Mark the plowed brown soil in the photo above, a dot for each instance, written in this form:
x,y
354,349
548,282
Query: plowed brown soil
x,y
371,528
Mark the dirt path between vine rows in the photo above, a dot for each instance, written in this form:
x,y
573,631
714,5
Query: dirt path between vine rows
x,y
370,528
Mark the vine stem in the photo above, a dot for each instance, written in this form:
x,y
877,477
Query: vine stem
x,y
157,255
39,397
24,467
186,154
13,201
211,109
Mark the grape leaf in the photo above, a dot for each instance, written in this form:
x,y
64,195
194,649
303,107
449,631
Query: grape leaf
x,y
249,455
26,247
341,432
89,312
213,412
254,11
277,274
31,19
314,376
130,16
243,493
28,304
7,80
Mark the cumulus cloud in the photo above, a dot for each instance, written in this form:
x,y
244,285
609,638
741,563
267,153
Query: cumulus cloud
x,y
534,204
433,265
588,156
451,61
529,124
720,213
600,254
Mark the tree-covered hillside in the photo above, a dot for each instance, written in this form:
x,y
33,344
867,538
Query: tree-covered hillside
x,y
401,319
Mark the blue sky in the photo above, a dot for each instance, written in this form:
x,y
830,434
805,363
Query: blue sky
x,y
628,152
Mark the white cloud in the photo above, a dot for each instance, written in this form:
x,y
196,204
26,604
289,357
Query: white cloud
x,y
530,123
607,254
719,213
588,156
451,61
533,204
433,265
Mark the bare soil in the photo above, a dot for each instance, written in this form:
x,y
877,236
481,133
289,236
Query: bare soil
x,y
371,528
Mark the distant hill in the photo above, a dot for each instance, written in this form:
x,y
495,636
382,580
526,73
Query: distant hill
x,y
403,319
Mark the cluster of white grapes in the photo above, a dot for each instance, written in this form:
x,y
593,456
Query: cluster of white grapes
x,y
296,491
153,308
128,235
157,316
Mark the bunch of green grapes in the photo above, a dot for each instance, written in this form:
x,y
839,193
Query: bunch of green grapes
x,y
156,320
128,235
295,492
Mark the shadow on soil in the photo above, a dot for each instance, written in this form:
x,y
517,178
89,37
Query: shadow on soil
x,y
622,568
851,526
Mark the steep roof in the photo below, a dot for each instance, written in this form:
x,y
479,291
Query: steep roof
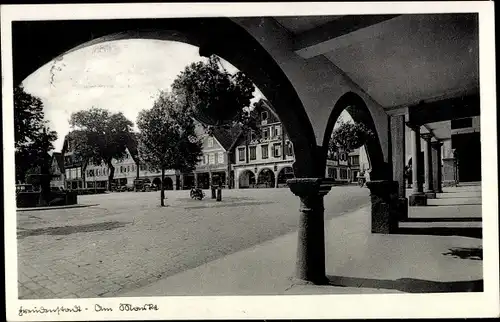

- - - - -

Print every item above word for word, and leave the pictures out.

Mark the plowed brown soil in the photo above, a dot for each instance, written in this form:
x,y
354,349
548,282
Query: plowed brown soil
x,y
371,528
Mark the dirt path between vine rows in the photo above, a dot for each instance, written in this form:
x,y
573,631
714,5
Query: dirt path between vine rows
x,y
370,528
Mark the vine stem in the photo above, a dot for each instance, written in this form:
x,y
877,477
Query: vine stem
x,y
157,255
39,397
24,467
186,154
13,201
211,109
Mark the grape leaf in the photo above, a dot for each instance, written in this form:
x,y
64,195
194,649
303,107
449,631
Query: grape leaf
x,y
249,455
26,247
341,432
89,312
213,412
254,11
277,274
31,19
314,376
130,16
243,493
28,304
7,80
Mark the cumulus cloud in the photo above, a dot for each instance, written in this form:
x,y
244,285
609,638
741,563
267,153
Query: cumulus cloud
x,y
534,204
433,265
588,156
451,61
529,124
720,213
600,254
Mark the tree-covered hillside in the photo above, a dot for each instance, written in this form:
x,y
33,344
867,538
Query: tree-covered hillside
x,y
401,319
Mark the blue sky in the photo above, a dot for each instance, written in this form:
x,y
830,434
805,363
Query: blue sky
x,y
628,152
Mark the white cloud in the photo above, a dot for each instance, written in this form:
x,y
196,204
26,604
289,357
Query: white cloud
x,y
530,123
607,254
719,213
588,156
451,61
533,204
433,265
Mark the bare soil in the photo above, a dot for each instance, written in this form:
x,y
877,236
481,133
289,236
Query: bare soil
x,y
371,528
Mark the distant hill in the photo above, a dot for each instance, written in this form:
x,y
495,636
382,580
526,73
Query: distant hill
x,y
403,319
Mark the cluster of white grapes in the photo above, a dot for each instance, written in this form:
x,y
593,456
Query: cluster of white grapes
x,y
296,491
153,308
128,235
157,316
Mark the bunch of green grapes in the photo above, a dot for each instance, written in this form:
x,y
839,193
Query: bunch of green grapes
x,y
156,320
128,235
295,492
Mark the shadow on soil in the photo above, a dot for each instance, written in this form:
x,y
517,178
89,37
Query: shadow on soil
x,y
622,568
851,526
Mark the steep roof in the photo below, a dot for each instance, written in this form:
x,y
479,291
Query: steep roof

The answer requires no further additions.